▶ Data supplied:
____________________
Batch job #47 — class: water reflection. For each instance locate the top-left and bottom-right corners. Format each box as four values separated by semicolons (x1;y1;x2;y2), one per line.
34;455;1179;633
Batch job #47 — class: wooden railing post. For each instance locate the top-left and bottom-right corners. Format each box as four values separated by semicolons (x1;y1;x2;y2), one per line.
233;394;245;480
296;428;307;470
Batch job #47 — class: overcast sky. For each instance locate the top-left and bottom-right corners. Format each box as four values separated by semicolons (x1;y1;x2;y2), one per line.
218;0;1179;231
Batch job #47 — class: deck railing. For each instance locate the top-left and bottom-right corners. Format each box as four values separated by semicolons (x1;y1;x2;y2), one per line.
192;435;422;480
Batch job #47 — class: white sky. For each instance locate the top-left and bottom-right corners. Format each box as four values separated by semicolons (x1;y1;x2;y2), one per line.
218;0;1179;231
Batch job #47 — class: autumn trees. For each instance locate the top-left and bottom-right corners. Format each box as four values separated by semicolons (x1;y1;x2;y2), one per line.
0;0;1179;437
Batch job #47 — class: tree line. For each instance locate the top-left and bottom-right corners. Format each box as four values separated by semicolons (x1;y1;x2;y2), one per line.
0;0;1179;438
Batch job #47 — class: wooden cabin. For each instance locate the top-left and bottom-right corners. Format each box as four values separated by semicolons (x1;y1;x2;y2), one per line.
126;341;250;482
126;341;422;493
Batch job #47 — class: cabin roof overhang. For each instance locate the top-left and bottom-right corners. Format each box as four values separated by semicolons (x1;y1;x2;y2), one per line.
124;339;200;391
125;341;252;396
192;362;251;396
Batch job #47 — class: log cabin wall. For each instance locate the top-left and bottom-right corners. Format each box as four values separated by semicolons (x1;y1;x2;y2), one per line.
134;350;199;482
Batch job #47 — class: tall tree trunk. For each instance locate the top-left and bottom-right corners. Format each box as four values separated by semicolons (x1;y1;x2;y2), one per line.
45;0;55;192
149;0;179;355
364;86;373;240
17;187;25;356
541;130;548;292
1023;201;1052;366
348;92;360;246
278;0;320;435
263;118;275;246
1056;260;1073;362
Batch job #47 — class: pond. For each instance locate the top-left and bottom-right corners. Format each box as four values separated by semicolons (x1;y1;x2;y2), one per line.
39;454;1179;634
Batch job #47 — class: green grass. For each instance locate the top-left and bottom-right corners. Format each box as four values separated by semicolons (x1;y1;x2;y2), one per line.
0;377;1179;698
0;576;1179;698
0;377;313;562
____________________
Report every line of the material above that contains the string "cabin", copying each such line in full. Case counts.

▶ Correct response:
Batch job #47 — class: wooden cabin. For each instance locate the top-left and bottom-right corners. Format each box as four values separated by semicolons (x1;y1;x2;y2), one per line.
Batch job #47 — class: cabin roof overhang. For each instance locate the top-left and bottom-right corners. Format each box as four values separated by semicolons (x1;y1;x2;y2), one per line.
Batch job #47 — class: log cabin wall. For each instance locate the top-left and bottom-right corners. Format each box as four values separated by semicolons (x1;y1;x2;y2), one per line.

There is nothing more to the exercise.